SOURCE DOCUMENT

---

The effectiveness of a drug for a given illness depends on many factors, including age, gender, diet and weight. It also depends on when the drug is taken. For example, high blood pressure medicine is best taken before a person awakens, because the most likely time for an angina attack is about one hour after a person gets out of bed.
Conventional pills release medicine continuously, so medication taken before sleep will not last until the next morning. But with 3-D drug printing, the placement of drops on the layers and the use of different binders all allow for precision time-control of drug release. So a patient could take a tablet before bed, but the drug would be released one hour before he or she awakens.
"Some drugs don't work well if they are released continuously. Our technology works more like an injection," said Dr. Rowe. "The goal of controlled time releases is to better match the pharmacology of drug absorption." Implantable drugs also release drugs continuously, and the drug release rate decreases over time. Current implants, such as those for birth control, must be removed after they release their contents. The 3-D printing process is being used to make implantable devices that are biodegradable in the body, Dr. Rowe added.
Many pharmaceuticals now on the market have known profiles for when they are most effective in combating a particular malady. Dr. Rowe said drug designers can match those known profiles to create very effective drugs using 3-D printing. The 3-D printing technology also can be used to put multiple "cocktail" drugs for a given illness into the same tablet, for example a drug for chemotherapy and a drug to curb its side effects, said Mr. Palazzolo.
Professor Cima said 3-D printing not only promises more effective drugs, but also helps cut the costs of drug design. Pharmaceutical chemists must conduct exhaustive tests to determine the best formulation of drugs they develop. With current pill manufacturing technology, pharmaceutical companies must make large numbers of pills each with the same dose. Testing slightly different formulations becomes a lengthy and expensive task. However, with 3-D printing, each pill in a bed can be made with a different formulation, so there is less waste and it takes less time to perform formulation studies, Professor Cima said.
"From a manufacturer's point of view, this is an advantage, because the cost to develop a drug is enormous," Professor Cima said. "The 3-D printing allows them to make different formulations rapidly and test them for efficacy."

---

DATA PROVIDED
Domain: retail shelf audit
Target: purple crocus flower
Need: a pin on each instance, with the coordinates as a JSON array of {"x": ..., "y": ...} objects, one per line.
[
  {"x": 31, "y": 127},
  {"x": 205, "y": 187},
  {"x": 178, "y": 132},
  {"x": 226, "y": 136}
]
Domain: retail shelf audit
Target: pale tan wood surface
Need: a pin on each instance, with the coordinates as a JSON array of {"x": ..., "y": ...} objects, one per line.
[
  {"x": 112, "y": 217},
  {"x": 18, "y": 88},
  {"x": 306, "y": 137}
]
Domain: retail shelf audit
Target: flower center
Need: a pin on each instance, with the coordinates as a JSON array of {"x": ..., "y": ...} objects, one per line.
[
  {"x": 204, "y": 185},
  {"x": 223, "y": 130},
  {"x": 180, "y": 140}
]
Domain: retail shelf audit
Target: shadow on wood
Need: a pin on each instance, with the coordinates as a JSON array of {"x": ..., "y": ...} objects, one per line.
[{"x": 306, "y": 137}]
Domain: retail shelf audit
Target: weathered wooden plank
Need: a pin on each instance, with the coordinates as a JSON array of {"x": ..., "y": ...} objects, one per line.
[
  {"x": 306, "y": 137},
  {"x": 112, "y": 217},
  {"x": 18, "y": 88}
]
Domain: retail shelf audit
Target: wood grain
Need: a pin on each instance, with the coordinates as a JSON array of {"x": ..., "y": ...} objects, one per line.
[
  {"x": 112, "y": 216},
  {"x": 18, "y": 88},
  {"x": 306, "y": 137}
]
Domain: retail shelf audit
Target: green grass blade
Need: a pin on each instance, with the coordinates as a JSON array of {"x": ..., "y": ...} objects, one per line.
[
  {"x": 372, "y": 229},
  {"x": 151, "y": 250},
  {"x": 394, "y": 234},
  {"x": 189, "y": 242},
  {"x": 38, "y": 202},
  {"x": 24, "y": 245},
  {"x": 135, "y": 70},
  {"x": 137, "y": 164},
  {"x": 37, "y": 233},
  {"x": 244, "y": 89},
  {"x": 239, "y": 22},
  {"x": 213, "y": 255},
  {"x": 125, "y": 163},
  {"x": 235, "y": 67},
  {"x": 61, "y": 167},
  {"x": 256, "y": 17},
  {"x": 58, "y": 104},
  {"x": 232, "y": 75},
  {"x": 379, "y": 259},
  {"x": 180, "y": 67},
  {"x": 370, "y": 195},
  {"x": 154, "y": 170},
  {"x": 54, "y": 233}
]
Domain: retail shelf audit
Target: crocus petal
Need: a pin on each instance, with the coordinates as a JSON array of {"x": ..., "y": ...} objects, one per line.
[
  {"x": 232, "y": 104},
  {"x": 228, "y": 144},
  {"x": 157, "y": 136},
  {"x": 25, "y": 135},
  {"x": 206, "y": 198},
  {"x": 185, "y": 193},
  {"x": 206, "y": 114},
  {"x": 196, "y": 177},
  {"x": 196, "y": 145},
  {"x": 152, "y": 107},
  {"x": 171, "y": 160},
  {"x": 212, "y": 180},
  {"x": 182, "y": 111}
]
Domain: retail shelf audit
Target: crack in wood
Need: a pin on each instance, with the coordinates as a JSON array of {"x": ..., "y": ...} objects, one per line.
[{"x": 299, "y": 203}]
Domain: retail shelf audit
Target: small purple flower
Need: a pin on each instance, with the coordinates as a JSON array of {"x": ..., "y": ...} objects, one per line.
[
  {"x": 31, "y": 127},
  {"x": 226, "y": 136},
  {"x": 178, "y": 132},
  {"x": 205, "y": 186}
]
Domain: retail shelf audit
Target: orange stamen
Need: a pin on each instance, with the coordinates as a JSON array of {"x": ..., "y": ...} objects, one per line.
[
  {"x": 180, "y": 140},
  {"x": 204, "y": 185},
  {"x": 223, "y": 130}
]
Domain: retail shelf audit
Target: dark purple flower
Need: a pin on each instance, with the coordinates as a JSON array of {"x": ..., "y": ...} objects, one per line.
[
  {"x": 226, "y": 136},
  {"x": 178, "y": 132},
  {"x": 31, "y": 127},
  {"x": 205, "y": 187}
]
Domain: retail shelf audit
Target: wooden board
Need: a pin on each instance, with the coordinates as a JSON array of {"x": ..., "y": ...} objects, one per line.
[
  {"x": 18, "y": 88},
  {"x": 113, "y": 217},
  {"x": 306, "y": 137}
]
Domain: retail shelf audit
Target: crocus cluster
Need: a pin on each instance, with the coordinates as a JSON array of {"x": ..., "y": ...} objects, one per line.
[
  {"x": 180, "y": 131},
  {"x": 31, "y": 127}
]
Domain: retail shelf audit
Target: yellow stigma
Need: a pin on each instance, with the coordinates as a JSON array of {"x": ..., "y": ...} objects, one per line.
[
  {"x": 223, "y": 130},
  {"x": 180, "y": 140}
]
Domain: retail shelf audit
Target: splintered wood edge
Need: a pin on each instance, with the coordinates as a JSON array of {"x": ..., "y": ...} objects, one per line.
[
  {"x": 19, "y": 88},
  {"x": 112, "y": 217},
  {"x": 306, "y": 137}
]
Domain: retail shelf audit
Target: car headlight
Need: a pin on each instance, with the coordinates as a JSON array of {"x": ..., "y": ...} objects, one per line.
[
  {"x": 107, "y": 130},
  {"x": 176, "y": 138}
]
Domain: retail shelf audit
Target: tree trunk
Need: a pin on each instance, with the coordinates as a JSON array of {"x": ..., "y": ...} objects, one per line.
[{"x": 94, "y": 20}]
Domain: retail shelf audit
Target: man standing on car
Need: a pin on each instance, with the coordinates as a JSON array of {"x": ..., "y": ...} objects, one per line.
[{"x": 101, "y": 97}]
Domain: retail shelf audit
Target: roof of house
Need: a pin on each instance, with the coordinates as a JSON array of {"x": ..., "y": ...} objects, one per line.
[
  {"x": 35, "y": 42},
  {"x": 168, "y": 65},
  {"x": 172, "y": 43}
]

---

YOUR GOAL
Extract the passage of the text on 3-D drug printing that opens with the words containing "The effectiveness of" and closes with "or she awakens.", copying it word for word.

RESPONSE TO THIS TASK
The effectiveness of a drug for a given illness depends on many factors, including age, gender, diet and weight. It also depends on when the drug is taken. For example, high blood pressure medicine is best taken before a person awakens, because the most likely time for an angina attack is about one hour after a person gets out of bed.
Conventional pills release medicine continuously, so medication taken before sleep will not last until the next morning. But with 3-D drug printing, the placement of drops on the layers and the use of different binders all allow for precision time-control of drug release. So a patient could take a tablet before bed, but the drug would be released one hour before he or she awakens.